>> START

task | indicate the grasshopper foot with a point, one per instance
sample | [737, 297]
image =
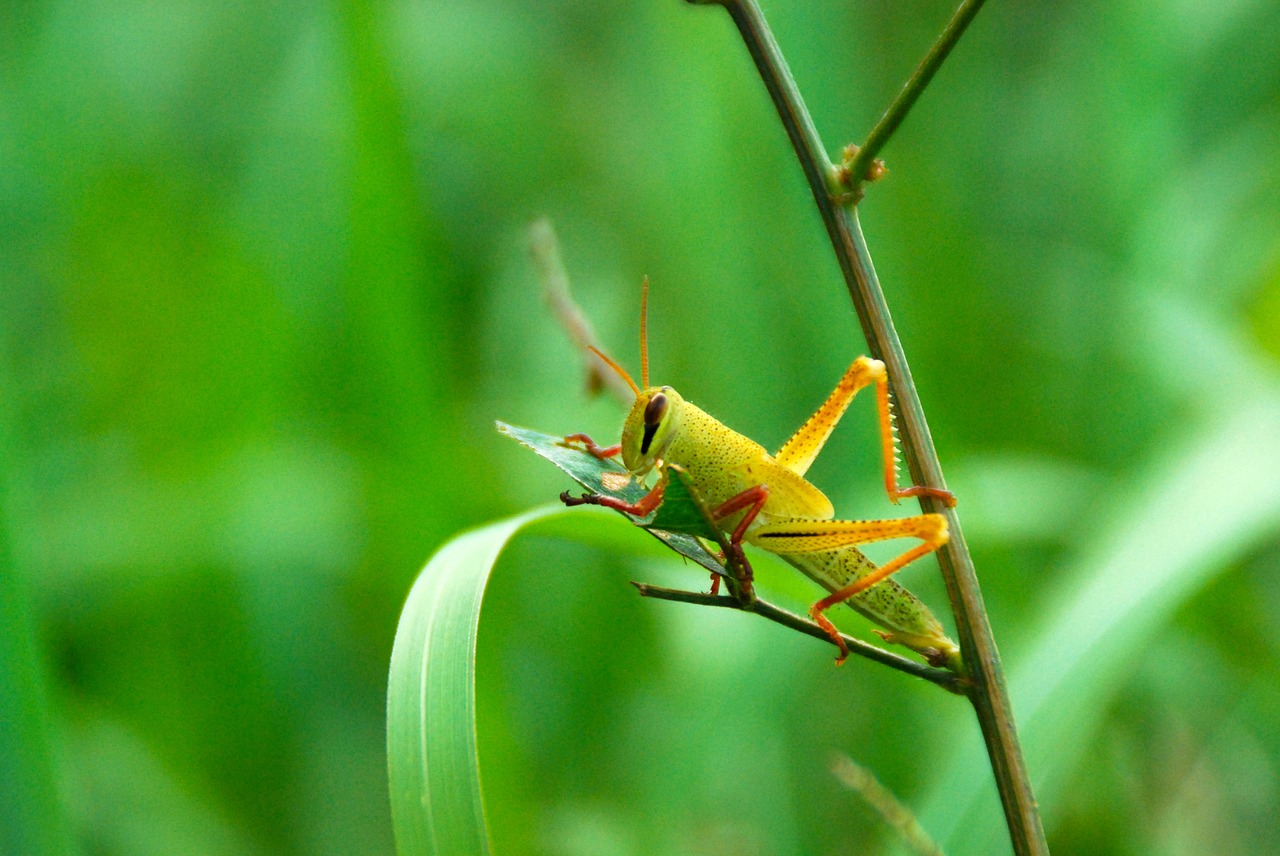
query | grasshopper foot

>> END
>> START

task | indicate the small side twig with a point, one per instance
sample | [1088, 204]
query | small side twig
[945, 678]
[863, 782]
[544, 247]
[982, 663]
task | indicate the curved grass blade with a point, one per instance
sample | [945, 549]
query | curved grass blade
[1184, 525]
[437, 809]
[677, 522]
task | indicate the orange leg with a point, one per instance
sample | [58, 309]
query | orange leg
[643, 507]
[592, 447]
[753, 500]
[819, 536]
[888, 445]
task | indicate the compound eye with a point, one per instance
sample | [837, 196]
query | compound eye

>> END

DIRECTIONS → Copy out the listing from the line with "task | indicate the orange" to the line with "query | compound eye", switching "orange leg" to "amber leg" and leaving everything else unchanged.

OUTPUT →
task | indicate the amber leg with a point, one per instance
sample | [58, 309]
query | amber leg
[643, 507]
[592, 447]
[753, 500]
[819, 536]
[888, 445]
task | indicate the compound eye with a point, one per instance
sample | [837, 196]
query | compound eye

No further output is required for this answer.